• **Task brief**:
Starting at the line that contains "pool in the still above.", quote each line exactly through the last line of the entries, both included.

--- Entries supplied Enclosed Below ---

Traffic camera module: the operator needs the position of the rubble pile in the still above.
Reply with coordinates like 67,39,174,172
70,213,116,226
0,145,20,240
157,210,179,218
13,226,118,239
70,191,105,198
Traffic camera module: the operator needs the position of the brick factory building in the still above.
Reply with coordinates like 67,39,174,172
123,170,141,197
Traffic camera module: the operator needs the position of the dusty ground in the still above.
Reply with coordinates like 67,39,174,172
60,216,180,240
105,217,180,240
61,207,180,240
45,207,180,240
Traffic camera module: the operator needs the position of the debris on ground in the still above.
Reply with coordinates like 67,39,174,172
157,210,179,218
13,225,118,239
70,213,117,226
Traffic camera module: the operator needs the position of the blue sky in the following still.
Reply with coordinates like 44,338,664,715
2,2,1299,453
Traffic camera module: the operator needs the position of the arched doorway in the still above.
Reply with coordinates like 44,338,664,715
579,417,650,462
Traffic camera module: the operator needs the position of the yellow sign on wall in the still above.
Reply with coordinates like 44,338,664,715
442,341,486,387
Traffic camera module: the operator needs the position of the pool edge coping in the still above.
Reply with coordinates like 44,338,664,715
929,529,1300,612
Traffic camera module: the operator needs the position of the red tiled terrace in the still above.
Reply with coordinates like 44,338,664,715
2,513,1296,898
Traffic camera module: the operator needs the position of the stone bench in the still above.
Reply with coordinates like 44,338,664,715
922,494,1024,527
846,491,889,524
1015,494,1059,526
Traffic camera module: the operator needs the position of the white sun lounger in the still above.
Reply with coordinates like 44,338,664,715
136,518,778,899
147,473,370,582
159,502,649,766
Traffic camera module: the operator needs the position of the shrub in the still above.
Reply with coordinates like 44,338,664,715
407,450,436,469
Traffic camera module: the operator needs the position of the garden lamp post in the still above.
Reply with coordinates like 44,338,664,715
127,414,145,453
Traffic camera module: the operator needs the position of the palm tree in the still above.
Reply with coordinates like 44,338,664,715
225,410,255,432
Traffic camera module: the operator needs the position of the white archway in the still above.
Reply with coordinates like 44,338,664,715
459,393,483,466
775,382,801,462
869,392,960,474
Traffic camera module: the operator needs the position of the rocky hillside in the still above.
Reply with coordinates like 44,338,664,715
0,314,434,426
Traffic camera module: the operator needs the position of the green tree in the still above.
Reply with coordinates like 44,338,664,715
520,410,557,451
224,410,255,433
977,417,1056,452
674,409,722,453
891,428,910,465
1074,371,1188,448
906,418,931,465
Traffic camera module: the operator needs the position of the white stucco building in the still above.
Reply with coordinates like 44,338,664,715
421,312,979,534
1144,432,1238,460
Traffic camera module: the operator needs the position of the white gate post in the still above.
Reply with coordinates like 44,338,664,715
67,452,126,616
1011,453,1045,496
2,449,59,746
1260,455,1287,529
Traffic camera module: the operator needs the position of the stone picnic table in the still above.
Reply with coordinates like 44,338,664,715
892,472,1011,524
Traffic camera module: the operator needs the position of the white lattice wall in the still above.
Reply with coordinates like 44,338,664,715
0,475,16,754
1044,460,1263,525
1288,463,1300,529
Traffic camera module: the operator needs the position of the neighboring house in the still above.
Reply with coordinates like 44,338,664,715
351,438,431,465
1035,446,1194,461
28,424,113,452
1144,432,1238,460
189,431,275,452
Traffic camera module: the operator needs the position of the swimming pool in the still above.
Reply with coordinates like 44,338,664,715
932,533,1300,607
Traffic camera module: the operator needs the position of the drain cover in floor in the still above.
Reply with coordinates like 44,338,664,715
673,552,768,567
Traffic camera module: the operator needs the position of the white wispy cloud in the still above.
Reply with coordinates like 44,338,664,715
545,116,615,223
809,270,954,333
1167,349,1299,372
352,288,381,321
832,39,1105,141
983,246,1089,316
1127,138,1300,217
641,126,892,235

--- End of Enclosed Entries supplied ---

• **Output below**:
Traffic camera module: the operator needs the position of the swimming pool in the still above.
Reply with coordinates like 44,338,664,715
932,533,1300,607
Traffic camera module: the operator needs the position of the drain cover in floor in the still above.
Reply with coordinates like 44,338,664,715
673,552,768,567
Traffic camera module: the operator needs the position of the white wispy cloud in the still above.
Reply with coordinates like 44,338,664,715
545,116,615,223
809,270,954,333
1167,349,1299,372
352,288,381,321
832,39,1105,141
983,246,1089,316
1127,138,1300,217
641,126,892,235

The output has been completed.